__Your goal__. Provide an exact transcription of all the records.

__Source material__.
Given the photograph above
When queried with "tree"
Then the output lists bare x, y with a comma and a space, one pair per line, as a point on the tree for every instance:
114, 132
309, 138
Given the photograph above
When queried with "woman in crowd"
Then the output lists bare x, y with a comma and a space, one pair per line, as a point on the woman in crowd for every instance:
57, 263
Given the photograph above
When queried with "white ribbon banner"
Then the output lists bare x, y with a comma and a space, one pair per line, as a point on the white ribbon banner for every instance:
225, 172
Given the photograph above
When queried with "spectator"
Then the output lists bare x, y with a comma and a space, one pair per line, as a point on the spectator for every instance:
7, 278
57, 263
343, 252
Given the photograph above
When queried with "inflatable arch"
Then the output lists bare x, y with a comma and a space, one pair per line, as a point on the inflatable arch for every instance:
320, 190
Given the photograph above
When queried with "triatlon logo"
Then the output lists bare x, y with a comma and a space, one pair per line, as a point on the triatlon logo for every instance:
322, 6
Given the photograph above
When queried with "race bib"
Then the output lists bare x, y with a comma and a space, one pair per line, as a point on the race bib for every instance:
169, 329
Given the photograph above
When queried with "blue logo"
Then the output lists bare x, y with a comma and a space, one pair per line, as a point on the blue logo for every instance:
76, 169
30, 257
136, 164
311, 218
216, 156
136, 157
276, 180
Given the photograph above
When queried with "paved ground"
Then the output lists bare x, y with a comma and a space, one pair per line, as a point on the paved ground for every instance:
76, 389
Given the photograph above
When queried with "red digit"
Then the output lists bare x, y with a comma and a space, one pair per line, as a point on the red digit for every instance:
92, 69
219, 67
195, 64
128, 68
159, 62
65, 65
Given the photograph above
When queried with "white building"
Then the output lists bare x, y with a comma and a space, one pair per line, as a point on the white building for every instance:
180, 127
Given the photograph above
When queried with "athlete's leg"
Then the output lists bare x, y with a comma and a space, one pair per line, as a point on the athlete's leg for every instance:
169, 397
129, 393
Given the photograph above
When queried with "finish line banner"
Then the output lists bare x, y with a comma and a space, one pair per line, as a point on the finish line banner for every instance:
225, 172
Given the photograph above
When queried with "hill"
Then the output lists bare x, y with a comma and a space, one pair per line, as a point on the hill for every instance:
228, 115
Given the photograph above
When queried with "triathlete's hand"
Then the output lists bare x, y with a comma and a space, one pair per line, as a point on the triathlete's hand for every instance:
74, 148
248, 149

__Output__.
Given the photograph above
When queried with "tree"
Then the output lists bare x, y with a comma and a space, one pair per line, as a point on the tree for every instance:
114, 132
309, 138
Given the photograph above
When queried with "woman in crowd"
Then the output lists bare x, y with a comma and a space, one pair per line, as a point on the woman in crowd for every instance:
57, 263
Given the photograph above
When queried with "white ribbon banner"
Then the output lists bare x, y with a comma and a space, one pair per line, as a point on the white ribbon banner for every instance:
225, 172
Given the photograph above
When queried with "spectator"
Then the output lists bare x, y with a comma and a space, one pair per line, as a point on the spectator for every instance:
7, 278
57, 263
343, 252
Given the photograph above
When queried with "inflatable arch"
Then the output lists bare x, y with a comma and a space, one pair per line, as a point on the inflatable arch for every instance:
320, 190
Given the photograph above
When queried with "triatlon logo"
Then the output lists bare x, y with a comma and a space, one pair per line, as a point on the triatlon logo for every instance:
322, 6
Given the photograph above
When queried with "race bib"
Then the output lists bare x, y with a comma and a space, one pair per line, as a point on the race bib for every instance:
169, 329
Given the photograph above
When queried with "blue logo"
Then the output lists bare x, y with a comma and a space, one pair per line, as a point on the blue logo for every instance:
76, 169
30, 257
136, 164
311, 218
216, 156
136, 157
276, 180
Given the photograph above
When queried with "paved ground"
Then the output lists bare x, y with a comma and a space, one pair per line, as a point on the paved ground for every instance:
76, 389
Given the photograph above
When queried with "red digit"
Then the output lists bare x, y with a comma and a space, one pair per line, as a point on the red digit for every instance:
92, 69
219, 67
195, 64
128, 68
159, 62
65, 65
Given the photograph above
When queried with "white building"
Then the output lists bare x, y with a comma and a space, one pair per line, as a point on the white building for every instance:
180, 127
Given the photograph above
When queried with "athlete's leg"
Then the output lists bare x, y with a comma and a space, one pair per line, as a point on the athlete's leg for every instance:
169, 397
129, 393
Given the photograph above
When queried with "finish line banner"
Then the output lists bare x, y with a comma and a space, one pair per line, as a point on the finish line banner for every instance:
225, 172
Given the photograph above
When queried with "hill"
Then the output lists bare x, y with a comma and a space, one pair per line, as a point on the hill for every instance:
228, 115
Given the photograph above
When queried with "triathlete's hand"
Then the output lists bare x, y with a comma and a space, one pair per line, as a point on the triathlete's hand for every instance:
74, 148
248, 149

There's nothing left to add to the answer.